> _Directions for this task_: Please copy out every line of the listing below word for word.

——————

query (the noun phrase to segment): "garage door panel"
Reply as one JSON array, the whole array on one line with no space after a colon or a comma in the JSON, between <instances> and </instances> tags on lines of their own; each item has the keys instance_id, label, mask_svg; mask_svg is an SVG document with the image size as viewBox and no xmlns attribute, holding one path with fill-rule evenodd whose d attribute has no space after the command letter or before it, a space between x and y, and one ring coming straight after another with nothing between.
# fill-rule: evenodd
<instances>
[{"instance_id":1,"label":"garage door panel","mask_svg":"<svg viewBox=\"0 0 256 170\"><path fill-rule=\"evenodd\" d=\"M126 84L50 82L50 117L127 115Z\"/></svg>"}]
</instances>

——————

> _Answer to the exercise_:
query (the noun phrase to segment): "garage door panel"
Reply as one JSON array, the whole array on one line with no space after a colon or a comma in the JSON, between <instances> and </instances> tags on lines of their own; each item has the keys instance_id, label, mask_svg; mask_svg is an SVG document with the image size as viewBox and no xmlns attribute, holding one path with fill-rule evenodd whose d attribute has no space after the command letter or before it, a space between x and y, and one ring coming straight after another with nothing between.
# fill-rule: evenodd
<instances>
[{"instance_id":1,"label":"garage door panel","mask_svg":"<svg viewBox=\"0 0 256 170\"><path fill-rule=\"evenodd\" d=\"M126 84L50 82L50 117L127 115Z\"/></svg>"}]
</instances>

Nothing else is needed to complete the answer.